Neuer Designchef: Guy Bove, war zuvor bei Chopard und IWC.
Guy Bove zeigte sich bescheiden: «Eigentlich war es ganz einfach. Der komplette Formenschatz war ja schon vorhanden.» Das Logo übrigens auch: Der neue Chef entschied nämlich, dass die ausgebreiteten Schwingen, die bisher als Symbol der Pilotenuhrenmarke Breitling dienten, von allen Zifferblättern verschwinden sollen. An ihre Stelle tritt das geschwungene Breitling-B, ein historisches Logo, das bisher schon auf den Zifferblättern der Retro-Linie Superocean Heritage zu sehen war.

◆ **Aufgabe 1**
Bearbeite den Abschnitt des Textauszugs über Breitling, der mit den Worten „Neuer Designchef: Guy“ beginnt und mit „zu sehen war.“ endet, und gib ihn wieder, wobei „Schwingen“ durch „Flügel“ ersetzt wird.
◆ **Aufgabe 2**
Welches Logo soll laut dem Textauszug über Breitling künftig anstelle der ausgebreiteten Schwingen auf den Zifferblättern erscheinen?

(Sammlungseinträge)
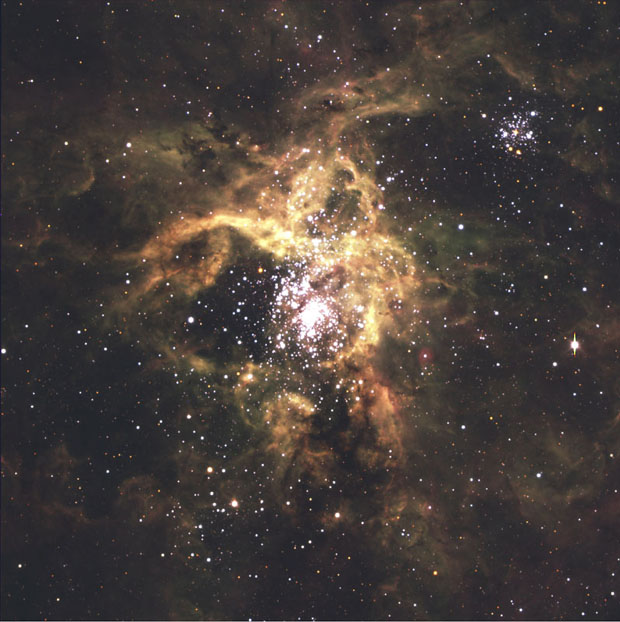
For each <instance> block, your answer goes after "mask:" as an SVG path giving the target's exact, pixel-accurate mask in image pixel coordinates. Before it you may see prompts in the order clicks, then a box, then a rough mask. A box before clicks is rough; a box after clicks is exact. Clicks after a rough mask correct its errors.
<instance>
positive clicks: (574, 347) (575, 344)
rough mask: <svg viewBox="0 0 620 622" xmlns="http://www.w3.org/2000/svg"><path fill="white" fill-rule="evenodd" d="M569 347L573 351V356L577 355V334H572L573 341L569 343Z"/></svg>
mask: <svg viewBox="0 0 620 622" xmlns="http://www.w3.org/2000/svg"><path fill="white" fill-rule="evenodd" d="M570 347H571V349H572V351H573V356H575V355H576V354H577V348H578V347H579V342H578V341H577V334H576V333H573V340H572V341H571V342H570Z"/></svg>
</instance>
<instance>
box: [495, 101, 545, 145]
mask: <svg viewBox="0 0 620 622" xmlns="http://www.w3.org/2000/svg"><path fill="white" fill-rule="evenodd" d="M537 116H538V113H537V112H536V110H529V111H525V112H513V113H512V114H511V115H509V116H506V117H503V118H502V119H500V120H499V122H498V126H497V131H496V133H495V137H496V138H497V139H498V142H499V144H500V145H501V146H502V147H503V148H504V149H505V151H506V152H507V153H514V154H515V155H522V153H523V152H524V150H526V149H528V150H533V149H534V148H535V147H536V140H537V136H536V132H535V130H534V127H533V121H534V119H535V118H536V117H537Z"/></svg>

◆ **Ergebnis 1**
Neuer Designchef: Guy Bove, war zuvor bei Chopard und IWC.
Guy Bove zeigte sich bescheiden: «Eigentlich war es ganz einfach. Der komplette Formenschatz war ja schon vorhanden.» Das Logo übrigens auch: Der neue Chef entschied nämlich, dass die ausgebreiteten Flügel, die bisher als Symbol der Pilotenuhrenmarke Breitling dienten, von allen Zifferblättern verschwinden sollen. An ihre Stelle tritt das geschwungene Breitling-B, ein historisches Logo, das bisher schon auf den Zifferblättern der Retro-Linie Superocean Heritage zu sehen war.

◆ **Ergebnis 2**
Das geschwungene Breitling-B, ein historisches Logo.